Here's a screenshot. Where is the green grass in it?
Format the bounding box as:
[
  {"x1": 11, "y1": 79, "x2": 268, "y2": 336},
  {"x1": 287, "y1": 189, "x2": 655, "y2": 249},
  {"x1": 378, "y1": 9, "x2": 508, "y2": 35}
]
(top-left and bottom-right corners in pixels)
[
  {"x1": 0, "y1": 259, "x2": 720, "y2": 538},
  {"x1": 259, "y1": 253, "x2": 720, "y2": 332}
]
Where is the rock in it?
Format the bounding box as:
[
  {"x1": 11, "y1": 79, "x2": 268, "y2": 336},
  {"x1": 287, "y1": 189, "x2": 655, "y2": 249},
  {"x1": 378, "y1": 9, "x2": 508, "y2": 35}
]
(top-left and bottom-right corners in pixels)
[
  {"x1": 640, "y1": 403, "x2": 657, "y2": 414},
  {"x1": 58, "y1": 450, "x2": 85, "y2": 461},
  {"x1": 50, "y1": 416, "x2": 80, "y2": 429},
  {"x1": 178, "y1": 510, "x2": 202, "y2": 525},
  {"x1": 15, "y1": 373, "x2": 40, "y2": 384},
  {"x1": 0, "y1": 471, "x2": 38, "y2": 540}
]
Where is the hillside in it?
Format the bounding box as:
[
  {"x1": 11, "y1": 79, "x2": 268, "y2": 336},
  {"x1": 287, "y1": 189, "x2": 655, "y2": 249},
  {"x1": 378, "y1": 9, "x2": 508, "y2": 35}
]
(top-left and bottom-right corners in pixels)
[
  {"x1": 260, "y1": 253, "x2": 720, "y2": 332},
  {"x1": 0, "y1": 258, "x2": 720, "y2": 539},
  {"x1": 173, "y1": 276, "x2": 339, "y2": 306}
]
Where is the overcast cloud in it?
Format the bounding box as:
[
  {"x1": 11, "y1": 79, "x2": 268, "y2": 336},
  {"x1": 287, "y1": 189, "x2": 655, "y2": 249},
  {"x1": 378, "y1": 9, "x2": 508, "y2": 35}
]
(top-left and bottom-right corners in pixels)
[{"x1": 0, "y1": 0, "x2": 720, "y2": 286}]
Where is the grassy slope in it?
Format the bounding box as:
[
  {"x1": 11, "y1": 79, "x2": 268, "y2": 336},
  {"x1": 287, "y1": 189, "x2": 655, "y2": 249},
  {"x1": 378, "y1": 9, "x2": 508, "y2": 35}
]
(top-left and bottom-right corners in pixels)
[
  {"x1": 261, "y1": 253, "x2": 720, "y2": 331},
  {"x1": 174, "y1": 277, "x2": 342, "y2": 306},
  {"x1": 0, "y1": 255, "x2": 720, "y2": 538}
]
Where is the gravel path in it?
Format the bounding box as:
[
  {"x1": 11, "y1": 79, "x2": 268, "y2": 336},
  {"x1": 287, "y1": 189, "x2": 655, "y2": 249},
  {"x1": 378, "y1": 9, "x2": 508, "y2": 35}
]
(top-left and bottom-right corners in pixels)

---

__Stated task__: Render the lines above as a Markdown table with two columns, "No." for the row number and "Line" for the text of each line, and leave out any blank lines.

__Task result__:
| No. | Line |
|---|---|
| 1 | Here's a screenshot. Where is the green grass in it? |
| 2 | Format the bounding box as: |
| 3 | [ |
| 4 |   {"x1": 11, "y1": 79, "x2": 268, "y2": 336}, |
| 5 |   {"x1": 287, "y1": 189, "x2": 655, "y2": 249}, |
| 6 |   {"x1": 378, "y1": 9, "x2": 508, "y2": 35} |
| 7 | ] |
| 8 | (top-left and bottom-right corners in pixels) |
| 9 | [ |
| 10 |   {"x1": 0, "y1": 259, "x2": 720, "y2": 538}, |
| 11 |   {"x1": 259, "y1": 253, "x2": 720, "y2": 332} |
| 12 | ] |
| 13 | Where is the rock in it? |
| 14 | Format the bounding box as: |
| 15 | [ |
| 16 |   {"x1": 11, "y1": 79, "x2": 268, "y2": 336}, |
| 17 |   {"x1": 287, "y1": 189, "x2": 655, "y2": 249}, |
| 18 |   {"x1": 378, "y1": 9, "x2": 508, "y2": 35} |
| 19 | ] |
| 20 | (top-left and bottom-right corners in pixels) |
| 21 | [ |
| 22 |   {"x1": 640, "y1": 403, "x2": 657, "y2": 414}, |
| 23 |   {"x1": 58, "y1": 450, "x2": 85, "y2": 461}, |
| 24 |   {"x1": 50, "y1": 416, "x2": 80, "y2": 429}, |
| 25 |   {"x1": 178, "y1": 510, "x2": 202, "y2": 525}, |
| 26 |   {"x1": 15, "y1": 373, "x2": 40, "y2": 384}, |
| 27 |   {"x1": 0, "y1": 471, "x2": 38, "y2": 540} |
| 28 | ] |
| 29 | Where is the hillside in it? |
| 30 | Format the bounding box as: |
| 31 | [ |
| 32 |   {"x1": 11, "y1": 79, "x2": 268, "y2": 336}, |
| 33 |   {"x1": 287, "y1": 189, "x2": 655, "y2": 249}, |
| 34 |   {"x1": 378, "y1": 9, "x2": 508, "y2": 35} |
| 35 | ] |
| 36 | (top-left and bottom-right corners in pixels) |
| 37 | [ |
| 38 |   {"x1": 260, "y1": 253, "x2": 720, "y2": 332}, |
| 39 |   {"x1": 0, "y1": 258, "x2": 720, "y2": 539}, |
| 40 |   {"x1": 173, "y1": 276, "x2": 339, "y2": 306} |
| 41 | ] |
| 42 | Where is the overcast cloud in it? |
| 43 | Format the bounding box as: |
| 44 | [ |
| 45 |   {"x1": 11, "y1": 79, "x2": 268, "y2": 336}, |
| 46 |   {"x1": 287, "y1": 189, "x2": 655, "y2": 249}, |
| 47 |   {"x1": 378, "y1": 9, "x2": 508, "y2": 35} |
| 48 | ] |
| 49 | (top-left and bottom-right corners in pixels) |
| 50 | [{"x1": 0, "y1": 0, "x2": 720, "y2": 286}] |
| 51 | Where is the grassy slope in it? |
| 52 | Format the bounding box as: |
| 53 | [ |
| 54 |   {"x1": 11, "y1": 79, "x2": 268, "y2": 336}, |
| 55 |   {"x1": 287, "y1": 189, "x2": 655, "y2": 249}, |
| 56 |   {"x1": 378, "y1": 9, "x2": 508, "y2": 35} |
| 57 | ] |
| 58 | (top-left and bottom-right corners in pixels) |
| 59 | [ |
| 60 |   {"x1": 261, "y1": 253, "x2": 720, "y2": 331}, |
| 61 |   {"x1": 174, "y1": 277, "x2": 342, "y2": 306}, |
| 62 |   {"x1": 0, "y1": 255, "x2": 720, "y2": 538} |
| 63 | ] |
| 64 | Where is the gravel path in it? |
| 65 | Format the bounding box as: |
| 66 | [ |
| 67 |   {"x1": 11, "y1": 79, "x2": 268, "y2": 336}, |
| 68 |   {"x1": 287, "y1": 189, "x2": 655, "y2": 249}, |
| 69 |   {"x1": 378, "y1": 9, "x2": 508, "y2": 35} |
| 70 | ] |
| 71 | (top-left and bottom-right corners in pixels) |